--- Begin Document section ---

During Sunday’s Town-Hall-turned-Fight-Club match, Donald Trump was asked about the recently uncovered “Access Hollywood” tapes in which he suggested he was entitled to demean and degrade women because of his fame, including the infamous statement that he could “grab (women) by the pussy.”

Even with a defiant apology early in the week, Trump downplayed the importance of the statements declaring it was just “locker room talk.” Trump and his surrogates have exploited this response in an attempt to pass off the statements as just clubhouse talk and something insignificant.

Trump is wrong; he’s also right.

This is by no means an endorsement of the Republican nominee’s declarations. They were misogynistic, rude, demeaning and thoughtless. What Trump is correct about, however, is that this is the type of talk that occurs in locker rooms.

Throughout high school, I was a three-sport varsity athlete: cross-country, basketball and tennis. I have seen my share of locker rooms. In my time in this purgatory between the classroom and sporting arena, I never heard anything as lewd and gratuitous as Trump’s remarks, some things were pretty close.

At a predominately white school, there were some derogatory comments made about race, including words I don’t think are fit to print in the Indiana Daily Student. Disparaging fellow classmates, oftentimes women, seemed the norm, and there was a culture of belittling and attacking that was of a cartoonish and at times ghastly nature.

What Trump said was definitively bad, yet it would pass in most locker rooms. This talk propagates a culture of chauvinism and machismo that needs to be addressed.

After Trump’s remarks, many athletes came out of the woodwork stating they had never been in locker rooms with this type of culture and sentiment, but that seems hard to believe.

Ethan Sherwood Strauss, ESPN’s contributing basketball writer, tweeted his thoughts on the matter and how he had witnessed conversations with the same tone as Trump’s in person.

“Was looking for a way to convey how horrific locker room talk can get without coming close to defending DT,” Strauss wrote. “Like, I’ve heard far worse than the ‘grab ‘em’ line, awful as it is. And I’m the police. Can only imagine how it gets when I’m gone.”

Brushing his comments off as what happens in the clubhouse may be Trump’s best contribution to society this election season. It gives us a chance to scrutinize what really goes on in the “boys’ club” and start to look for a way to fix it.

--- End Document section ---

*Exercise set*
[A] Reproduce the column on locker room talk, starting with "This is by no" and going on through "were pretty close.".
[B] In the column on locker room talk, which sports did the writer compete in as a high school varsity athlete?
[C] List the adjectives the column on locker room talk uses to describe the Republican nominee's declarations.
These items have no connection to the column on locker room talk.

--- Begin Data listing ---

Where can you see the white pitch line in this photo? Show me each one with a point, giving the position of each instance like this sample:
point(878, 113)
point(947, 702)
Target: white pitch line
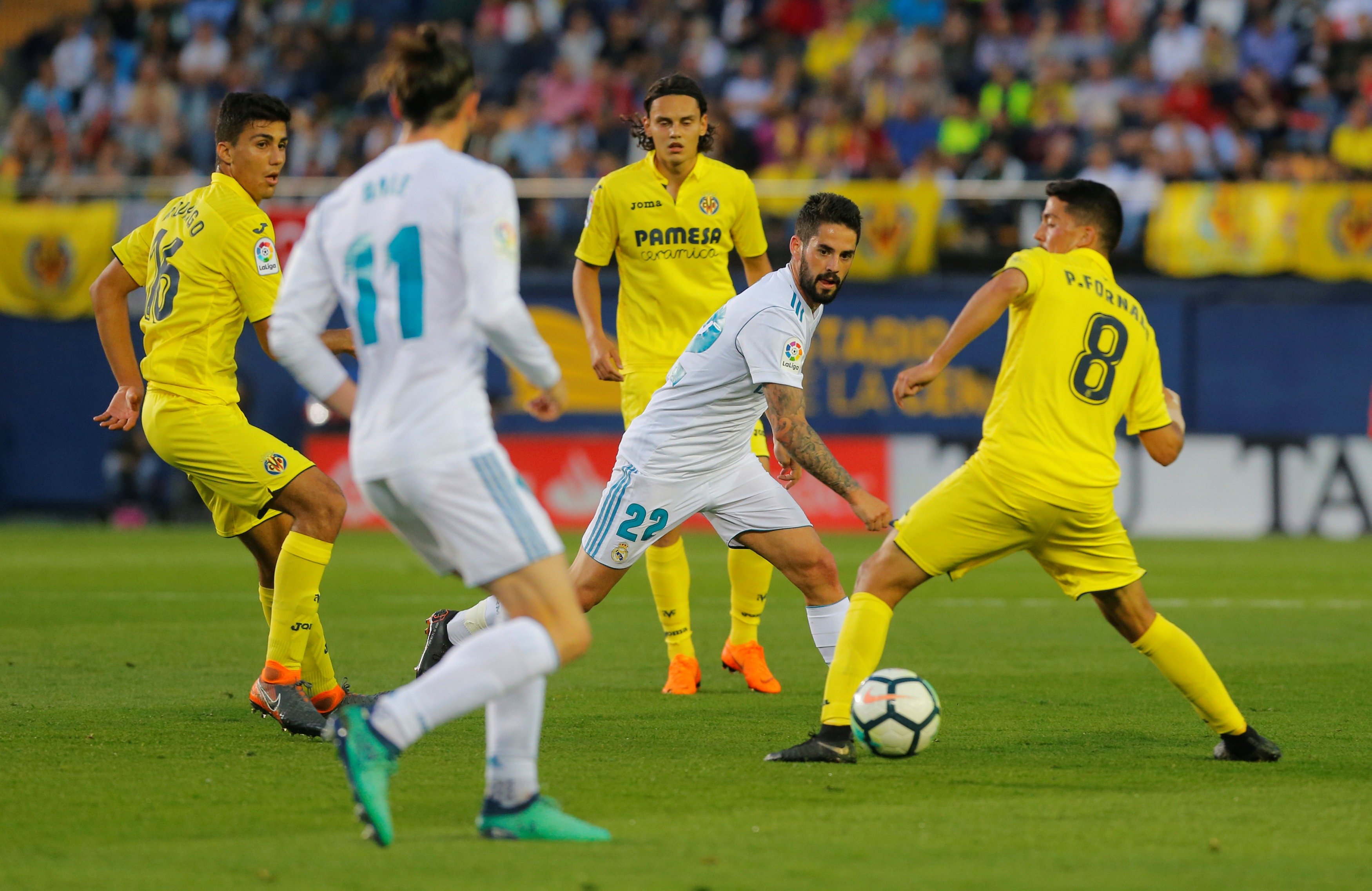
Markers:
point(1167, 603)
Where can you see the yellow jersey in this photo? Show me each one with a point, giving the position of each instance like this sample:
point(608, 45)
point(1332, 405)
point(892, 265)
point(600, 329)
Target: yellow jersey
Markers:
point(673, 256)
point(1080, 355)
point(208, 261)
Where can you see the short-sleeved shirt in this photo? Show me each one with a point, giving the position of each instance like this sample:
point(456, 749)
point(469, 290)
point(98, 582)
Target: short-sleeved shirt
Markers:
point(1080, 355)
point(208, 261)
point(702, 421)
point(673, 254)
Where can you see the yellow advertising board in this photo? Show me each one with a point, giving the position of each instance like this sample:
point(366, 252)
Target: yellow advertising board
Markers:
point(50, 254)
point(1334, 234)
point(898, 224)
point(1224, 229)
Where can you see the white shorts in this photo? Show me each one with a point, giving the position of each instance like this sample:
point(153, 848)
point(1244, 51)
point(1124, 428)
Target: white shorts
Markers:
point(468, 514)
point(636, 510)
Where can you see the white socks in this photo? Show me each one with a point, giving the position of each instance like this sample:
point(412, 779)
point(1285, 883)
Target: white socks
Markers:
point(483, 668)
point(514, 724)
point(825, 624)
point(472, 620)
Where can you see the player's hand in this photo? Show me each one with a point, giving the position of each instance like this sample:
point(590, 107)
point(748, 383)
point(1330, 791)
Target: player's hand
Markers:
point(1174, 403)
point(549, 404)
point(914, 379)
point(339, 341)
point(791, 472)
point(606, 357)
point(124, 408)
point(870, 510)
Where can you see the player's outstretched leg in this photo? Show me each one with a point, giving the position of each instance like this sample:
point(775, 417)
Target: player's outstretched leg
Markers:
point(1183, 664)
point(669, 579)
point(750, 577)
point(448, 628)
point(883, 581)
point(545, 629)
point(368, 761)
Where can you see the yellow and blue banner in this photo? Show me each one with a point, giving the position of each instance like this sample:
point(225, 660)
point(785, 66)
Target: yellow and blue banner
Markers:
point(1319, 230)
point(50, 254)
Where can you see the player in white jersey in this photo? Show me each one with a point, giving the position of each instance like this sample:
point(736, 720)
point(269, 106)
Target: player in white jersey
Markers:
point(422, 250)
point(689, 451)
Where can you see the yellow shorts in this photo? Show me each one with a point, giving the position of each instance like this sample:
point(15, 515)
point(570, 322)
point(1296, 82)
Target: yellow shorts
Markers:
point(639, 389)
point(235, 467)
point(968, 521)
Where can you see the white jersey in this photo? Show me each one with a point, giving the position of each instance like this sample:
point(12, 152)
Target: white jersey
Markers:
point(702, 421)
point(422, 250)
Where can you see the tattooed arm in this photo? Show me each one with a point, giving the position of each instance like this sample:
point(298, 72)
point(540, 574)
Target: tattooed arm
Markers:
point(787, 414)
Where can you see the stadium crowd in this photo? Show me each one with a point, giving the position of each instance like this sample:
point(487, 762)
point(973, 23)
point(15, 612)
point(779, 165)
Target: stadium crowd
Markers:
point(1123, 91)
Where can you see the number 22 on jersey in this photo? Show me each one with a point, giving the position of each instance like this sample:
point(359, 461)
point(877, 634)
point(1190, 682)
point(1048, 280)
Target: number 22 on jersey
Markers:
point(404, 256)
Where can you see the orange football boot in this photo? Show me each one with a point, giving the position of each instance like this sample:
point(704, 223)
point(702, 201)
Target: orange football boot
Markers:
point(682, 676)
point(750, 659)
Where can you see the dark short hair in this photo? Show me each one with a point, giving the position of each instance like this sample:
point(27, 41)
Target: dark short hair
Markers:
point(428, 77)
point(824, 208)
point(1095, 205)
point(671, 85)
point(239, 110)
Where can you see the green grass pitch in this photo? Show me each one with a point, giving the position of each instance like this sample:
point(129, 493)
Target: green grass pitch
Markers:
point(129, 759)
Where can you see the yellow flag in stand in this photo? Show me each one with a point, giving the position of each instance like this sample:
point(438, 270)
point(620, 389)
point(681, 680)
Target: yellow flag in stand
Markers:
point(1223, 229)
point(50, 256)
point(1334, 237)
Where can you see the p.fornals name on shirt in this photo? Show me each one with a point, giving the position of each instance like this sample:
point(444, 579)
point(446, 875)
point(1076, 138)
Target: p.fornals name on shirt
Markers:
point(681, 253)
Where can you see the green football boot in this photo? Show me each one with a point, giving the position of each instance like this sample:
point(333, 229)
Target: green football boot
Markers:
point(541, 819)
point(368, 761)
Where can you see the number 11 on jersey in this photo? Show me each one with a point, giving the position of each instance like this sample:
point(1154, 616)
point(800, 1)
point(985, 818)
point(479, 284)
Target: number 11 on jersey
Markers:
point(404, 254)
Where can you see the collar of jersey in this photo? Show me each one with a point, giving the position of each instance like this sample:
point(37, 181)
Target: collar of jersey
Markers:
point(1093, 256)
point(658, 175)
point(234, 186)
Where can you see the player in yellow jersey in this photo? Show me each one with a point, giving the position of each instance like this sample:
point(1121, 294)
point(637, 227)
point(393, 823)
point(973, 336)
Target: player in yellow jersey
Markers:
point(209, 261)
point(670, 221)
point(1080, 355)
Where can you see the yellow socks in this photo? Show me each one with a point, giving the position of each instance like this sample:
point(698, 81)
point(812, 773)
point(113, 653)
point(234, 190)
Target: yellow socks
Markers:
point(861, 643)
point(318, 668)
point(1183, 664)
point(750, 577)
point(296, 599)
point(669, 576)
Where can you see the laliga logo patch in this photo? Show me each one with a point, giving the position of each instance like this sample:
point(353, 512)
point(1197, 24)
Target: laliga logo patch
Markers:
point(264, 253)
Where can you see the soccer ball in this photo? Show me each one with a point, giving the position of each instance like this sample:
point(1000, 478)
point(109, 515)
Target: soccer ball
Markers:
point(897, 713)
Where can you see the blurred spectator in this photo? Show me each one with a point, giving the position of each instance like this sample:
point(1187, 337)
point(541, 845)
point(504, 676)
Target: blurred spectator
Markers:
point(44, 96)
point(524, 142)
point(1098, 98)
point(748, 95)
point(73, 60)
point(1352, 143)
point(961, 131)
point(205, 58)
point(562, 94)
point(913, 131)
point(1268, 47)
point(1006, 98)
point(832, 46)
point(1311, 123)
point(1224, 16)
point(999, 44)
point(1176, 49)
point(581, 43)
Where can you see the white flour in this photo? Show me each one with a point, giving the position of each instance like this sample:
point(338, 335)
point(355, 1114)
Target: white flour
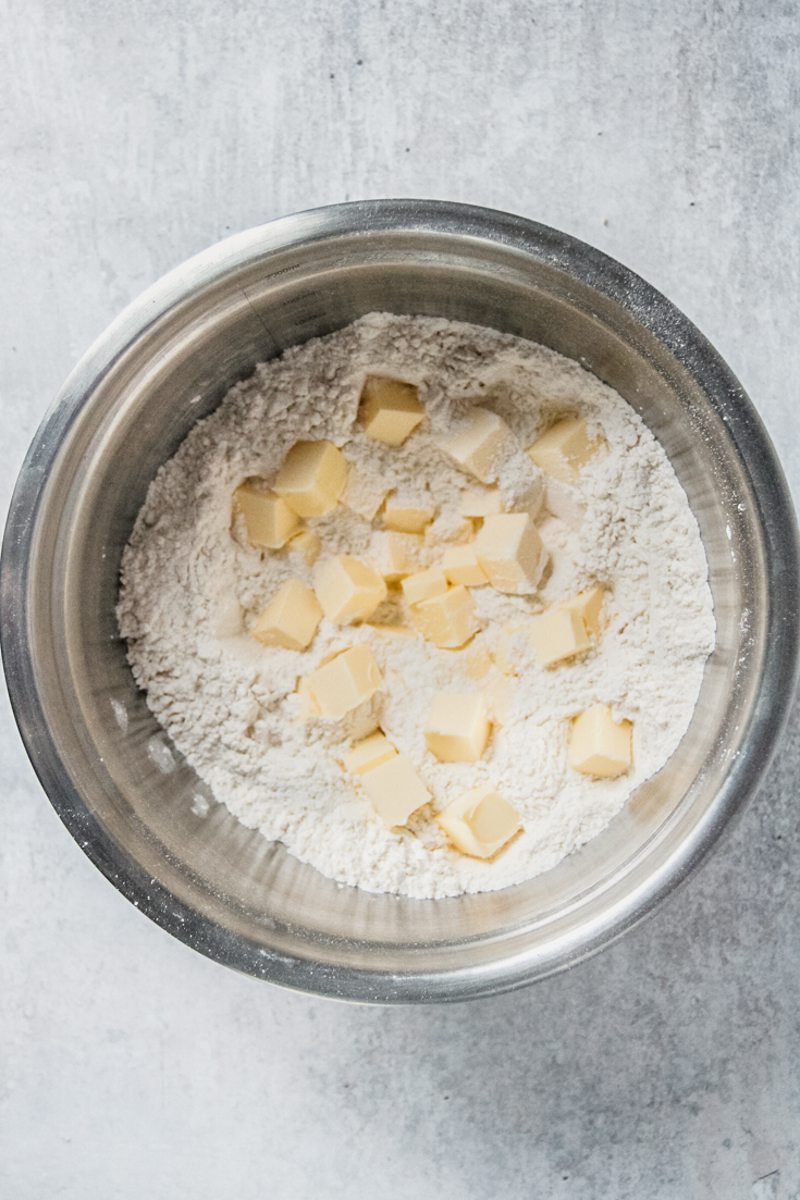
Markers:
point(190, 589)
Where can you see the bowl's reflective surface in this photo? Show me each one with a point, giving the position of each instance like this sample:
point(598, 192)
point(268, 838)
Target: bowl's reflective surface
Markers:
point(169, 360)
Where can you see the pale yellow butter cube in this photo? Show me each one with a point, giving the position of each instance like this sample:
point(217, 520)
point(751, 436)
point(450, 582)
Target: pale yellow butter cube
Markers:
point(564, 449)
point(344, 682)
point(511, 552)
point(476, 505)
point(390, 409)
point(368, 754)
point(599, 745)
point(558, 634)
point(290, 619)
point(269, 520)
point(408, 520)
point(589, 604)
point(348, 589)
point(447, 619)
point(425, 585)
point(461, 565)
point(480, 823)
point(479, 444)
point(307, 544)
point(312, 478)
point(396, 790)
point(396, 555)
point(457, 727)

--- End Data listing ---

*Task results*
[A]
This is by no means an endorsement of the Republican nominee’s declarations. They were misogynistic, rude, demeaning and thoughtless. What Trump is correct about, however, is that this is the type of talk that occurs in locker rooms.

Throughout high school, I was a three-sport varsity athlete: cross-country, basketball and tennis. I have seen my share of locker rooms. In my time in this purgatory between the classroom and sporting arena, I never heard anything as lewd and gratuitous as Trump’s remarks, some things were pretty close.

[B] Cross-country, basketball and tennis.

[C] misogynistic, rude, demeaning, thoughtless